- [TASK]
Print out the full listing below, word for word.

- [THE DATA]
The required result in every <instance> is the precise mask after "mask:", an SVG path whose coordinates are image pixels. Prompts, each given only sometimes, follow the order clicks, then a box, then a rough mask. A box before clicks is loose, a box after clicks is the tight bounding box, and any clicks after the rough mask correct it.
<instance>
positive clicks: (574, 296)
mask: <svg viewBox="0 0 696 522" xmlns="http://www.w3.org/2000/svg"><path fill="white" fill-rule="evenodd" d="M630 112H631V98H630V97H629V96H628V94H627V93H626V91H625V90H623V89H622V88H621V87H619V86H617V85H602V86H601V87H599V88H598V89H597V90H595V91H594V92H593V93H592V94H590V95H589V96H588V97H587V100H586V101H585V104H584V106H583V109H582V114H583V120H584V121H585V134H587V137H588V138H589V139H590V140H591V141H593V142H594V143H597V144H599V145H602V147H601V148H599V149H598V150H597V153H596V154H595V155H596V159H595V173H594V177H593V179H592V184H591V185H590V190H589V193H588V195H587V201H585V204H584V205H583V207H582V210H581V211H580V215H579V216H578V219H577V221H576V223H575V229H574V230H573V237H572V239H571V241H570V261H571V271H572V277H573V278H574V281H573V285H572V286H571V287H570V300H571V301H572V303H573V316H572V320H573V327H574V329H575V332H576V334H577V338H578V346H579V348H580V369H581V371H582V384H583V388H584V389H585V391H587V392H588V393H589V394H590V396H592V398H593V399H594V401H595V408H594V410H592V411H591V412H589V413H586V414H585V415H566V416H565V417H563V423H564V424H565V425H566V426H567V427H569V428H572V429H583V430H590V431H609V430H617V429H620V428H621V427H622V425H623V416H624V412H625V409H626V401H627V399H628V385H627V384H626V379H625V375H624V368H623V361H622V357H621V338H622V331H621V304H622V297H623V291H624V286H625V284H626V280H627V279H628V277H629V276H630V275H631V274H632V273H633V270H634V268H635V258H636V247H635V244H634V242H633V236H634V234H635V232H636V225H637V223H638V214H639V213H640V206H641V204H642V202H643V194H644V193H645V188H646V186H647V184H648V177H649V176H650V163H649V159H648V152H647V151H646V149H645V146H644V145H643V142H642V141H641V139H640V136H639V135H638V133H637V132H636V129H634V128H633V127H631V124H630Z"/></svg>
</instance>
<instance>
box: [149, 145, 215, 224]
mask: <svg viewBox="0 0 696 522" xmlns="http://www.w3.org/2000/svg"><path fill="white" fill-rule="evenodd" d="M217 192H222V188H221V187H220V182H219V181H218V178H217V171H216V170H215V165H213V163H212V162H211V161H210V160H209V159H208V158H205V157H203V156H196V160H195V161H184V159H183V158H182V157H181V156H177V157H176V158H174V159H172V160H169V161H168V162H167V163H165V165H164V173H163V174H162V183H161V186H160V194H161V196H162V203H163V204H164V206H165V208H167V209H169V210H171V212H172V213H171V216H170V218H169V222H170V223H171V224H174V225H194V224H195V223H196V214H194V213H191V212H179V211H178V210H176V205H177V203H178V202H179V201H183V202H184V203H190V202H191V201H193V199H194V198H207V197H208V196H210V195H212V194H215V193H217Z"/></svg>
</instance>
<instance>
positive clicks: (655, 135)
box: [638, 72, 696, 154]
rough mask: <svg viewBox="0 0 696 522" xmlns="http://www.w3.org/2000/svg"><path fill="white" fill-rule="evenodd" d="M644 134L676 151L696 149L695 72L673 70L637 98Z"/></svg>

- [REPLY]
The required result in every <instance> is the precise mask after "mask:", an SVG path whose coordinates are image pixels. Prompts, each given only sometimes, follow the order clicks, then a box, then a rough mask. A box before clicks is loose, a box after clicks is the tight bounding box, and any clicks after the rough mask correct it.
<instance>
positive clicks: (574, 296)
mask: <svg viewBox="0 0 696 522" xmlns="http://www.w3.org/2000/svg"><path fill="white" fill-rule="evenodd" d="M630 112H631V98H630V97H629V96H628V94H627V93H626V91H625V90H623V89H622V88H621V87H619V86H617V85H602V86H601V87H599V88H598V89H597V90H595V91H594V92H593V93H592V94H590V95H589V96H588V97H587V100H586V101H585V104H584V106H583V109H582V114H583V120H584V121H585V134H587V137H588V138H589V139H590V140H591V141H593V142H594V143H597V144H599V145H602V147H601V148H599V149H598V150H597V153H596V154H595V155H596V159H595V173H594V177H593V179H592V184H591V185H590V190H589V193H588V195H587V201H585V204H584V205H583V207H582V210H581V211H580V215H579V216H578V219H577V221H576V223H575V229H574V230H573V237H572V239H571V241H570V261H571V271H572V277H573V278H574V281H573V285H572V286H571V287H570V300H571V301H572V303H573V316H572V320H573V327H574V329H575V332H576V334H577V338H578V346H579V348H580V369H581V371H582V384H583V388H584V389H585V391H587V392H588V393H589V394H590V396H592V398H593V399H594V401H595V408H594V410H592V411H591V412H589V413H586V414H585V415H566V416H565V417H563V423H564V424H565V425H566V426H567V427H569V428H572V429H583V430H590V431H609V430H617V429H620V428H621V427H622V425H623V416H624V412H625V409H626V401H627V399H628V385H627V384H626V379H625V375H624V368H623V361H622V357H621V338H622V331H621V304H622V297H623V291H624V286H625V284H626V280H627V279H628V277H629V276H630V275H631V274H632V273H633V270H634V268H635V258H636V247H635V244H634V242H633V236H634V234H635V232H636V225H637V223H638V214H639V213H640V206H641V204H642V202H643V194H644V193H645V188H646V186H647V184H648V177H649V176H650V163H649V159H648V152H647V151H646V149H645V146H644V145H643V142H642V141H641V139H640V136H639V135H638V133H637V132H636V129H634V128H633V127H631V124H630Z"/></svg>
</instance>
<instance>
box: [149, 145, 215, 224]
mask: <svg viewBox="0 0 696 522" xmlns="http://www.w3.org/2000/svg"><path fill="white" fill-rule="evenodd" d="M217 192H222V188H221V187H220V182H219V181H218V178H217V171H216V170H215V165H213V163H212V162H211V161H210V160H209V159H208V158H205V157H203V156H196V160H195V161H184V159H183V158H182V157H181V156H177V157H176V158H174V159H172V160H169V161H168V162H167V163H165V165H164V173H163V174H162V183H161V186H160V194H161V196H162V203H163V204H164V206H165V208H167V209H169V210H171V212H172V213H171V216H170V218H169V222H170V223H171V224H174V225H194V224H195V223H196V214H194V213H191V212H179V211H178V210H176V205H177V203H178V202H179V201H183V202H184V203H190V202H191V201H193V199H194V198H207V197H208V196H210V195H212V194H215V193H217Z"/></svg>
</instance>
<instance>
positive clicks: (655, 135)
box: [638, 72, 696, 154]
rough mask: <svg viewBox="0 0 696 522" xmlns="http://www.w3.org/2000/svg"><path fill="white" fill-rule="evenodd" d="M644 134L676 151L696 149L695 72L673 70L637 98Z"/></svg>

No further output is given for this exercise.